Extracted text:
══════════

What some might notice instead is that the Conservatives have achieved remarkably little since winning a landslide in the general election four-and-a-half years ago. Most governments that win big majorities of the sort that the Tories got in 2019 can point to a coherent set of laws that shape the country in their image, notes Dan Gover of Queen Mary University of London.

In the late 1990s and 2000s New Labour passed bills that introduced a minimum wage, established human rights in domestic law, overhauled Britain’s approach to discrimination and set the country’s course in cutting carbon emissions. The 2010-15 coalition government managed a set of reforms to legalise same-sex marriage in England and Wales, extend the academisation of schools and introduce universal credit, a new welfare system.

Hand future historians the statute book for 2019-2024, however, and they will be hard-pressed to discern much of a thread. Although a similar number of laws were passed compared with other recent parliaments, it is not clear that—with one glaring exception—many will amount to much. That exception, of course, is Brexit. Equipped with a fresh mandate, Boris Johnson’s government in 2020 passed the EU Withdrawal Agreement Act, a law that will be remembered as one of the most consequential in Britain’s post-war history. There is little prospect of it being overhauled soon.

══════════

Given instruction 1: According to the passage on the Conservative government's record, what did the bills passed by New Labour do? List each one.
The passage above and the listing that follows come from unrelated sources.

[Detection examples]
══════════

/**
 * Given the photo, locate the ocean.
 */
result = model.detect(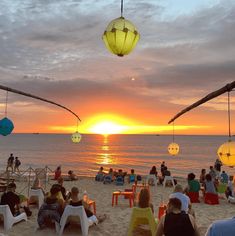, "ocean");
[0,134,235,177]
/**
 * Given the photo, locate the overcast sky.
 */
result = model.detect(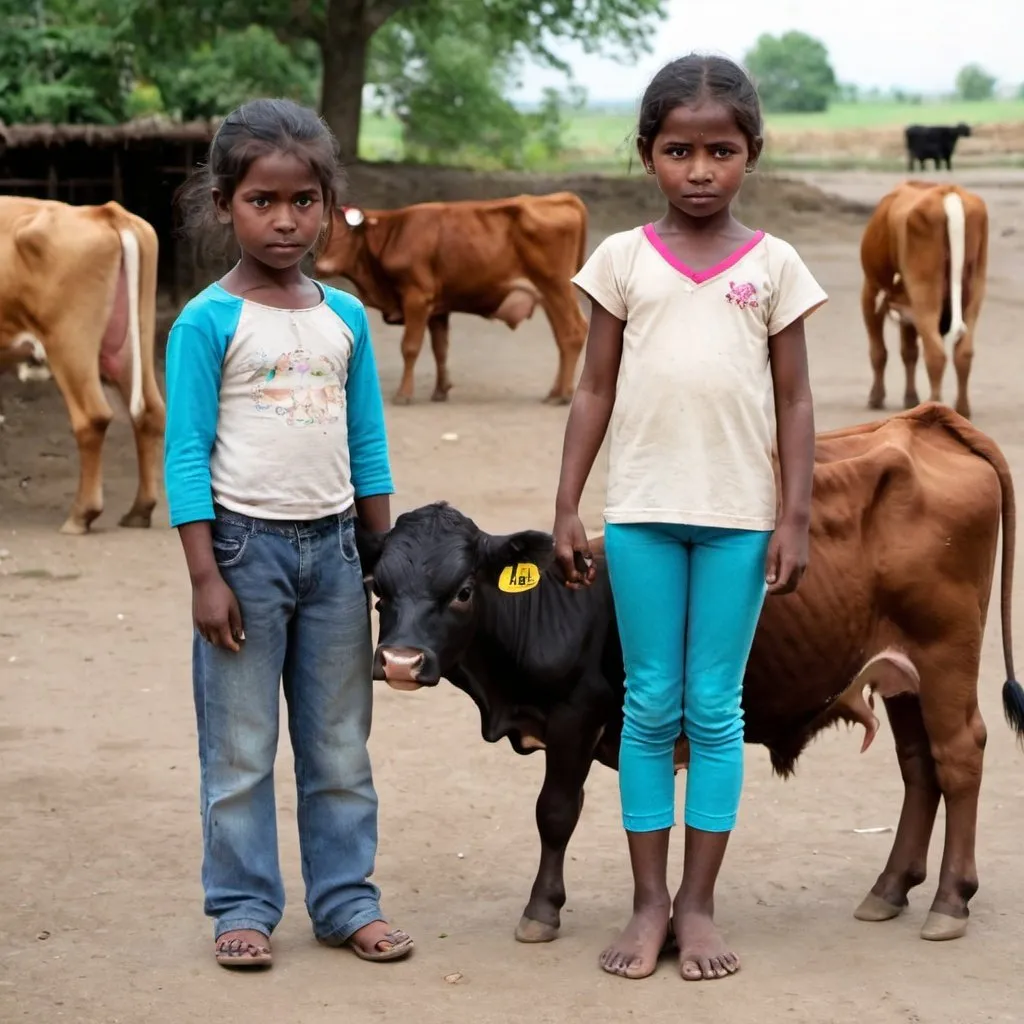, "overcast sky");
[517,0,1024,100]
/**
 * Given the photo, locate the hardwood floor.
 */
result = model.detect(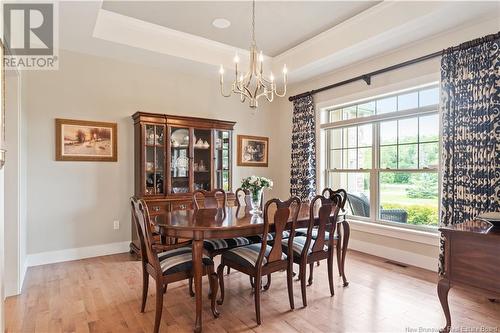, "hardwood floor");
[6,251,500,333]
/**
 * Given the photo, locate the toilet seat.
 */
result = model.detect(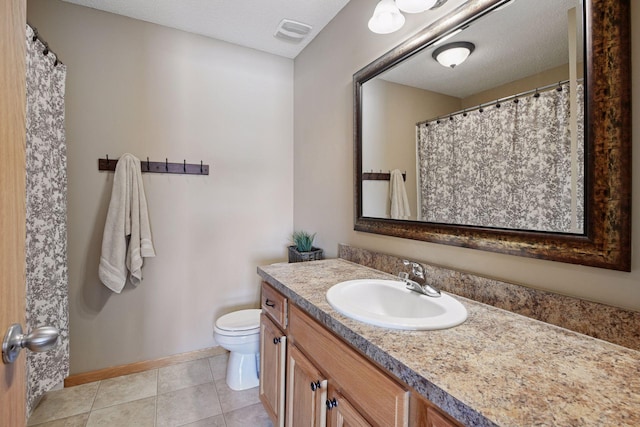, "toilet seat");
[213,308,262,336]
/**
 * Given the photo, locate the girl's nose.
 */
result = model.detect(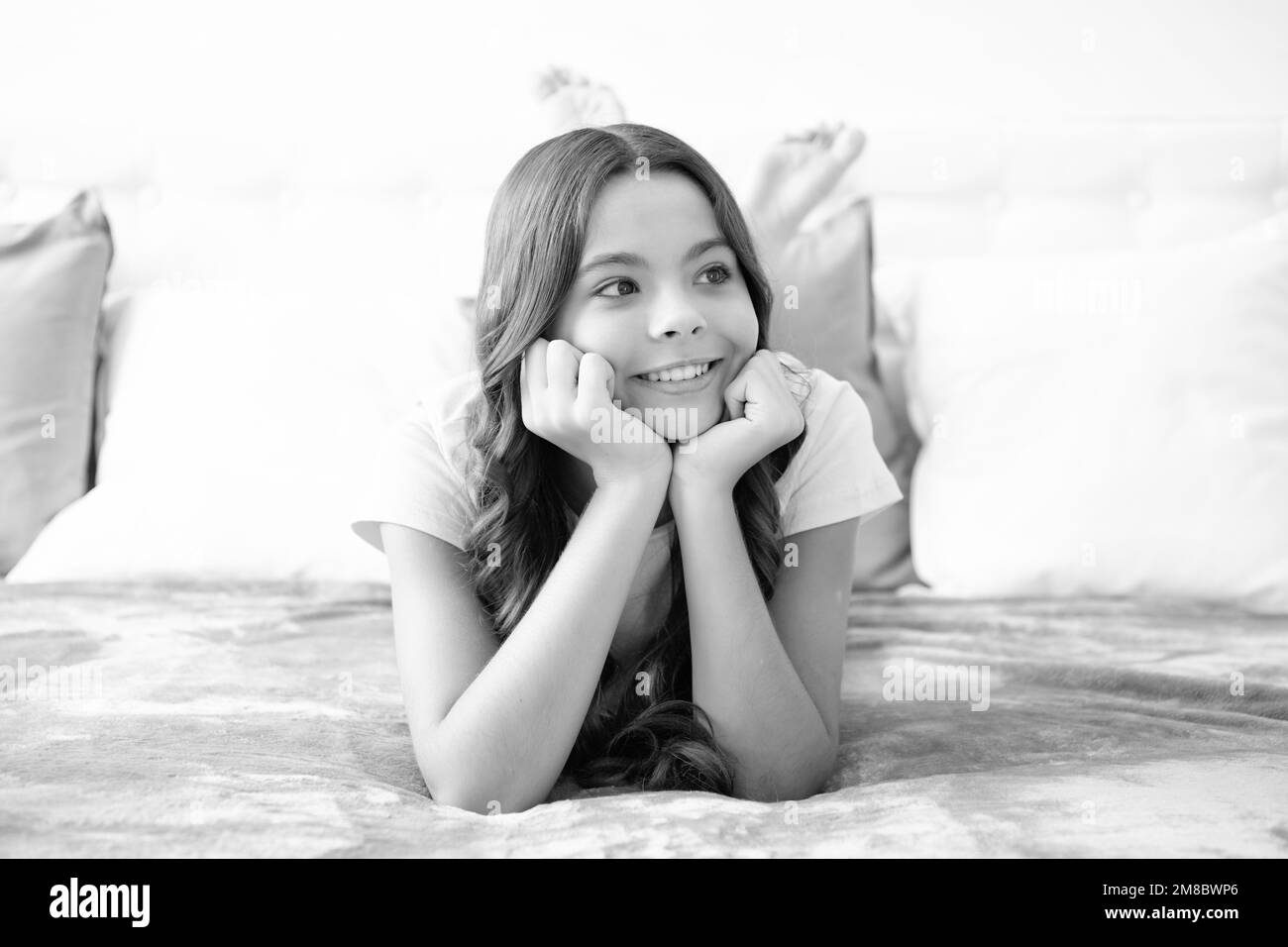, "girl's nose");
[649,294,707,339]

══════════

Given instruction 2: Find each line of the listing that contains the string "locate", and copy those lines. Matches must have the same case.

Response 1:
- Introduced a minimum wage
- Established human rights in domestic law
- Overhauled Britain's approach to discrimination
- Set the country's course in cutting carbon emissions

Response 2:
 * Given the photo, locate the ocean.
 * Given the photo, locate the overcast sky.
 * Given the photo, locate the hardwood floor.
 * Given the photo, locate the toilet seat.
 * Given the photo, locate the girl's nose.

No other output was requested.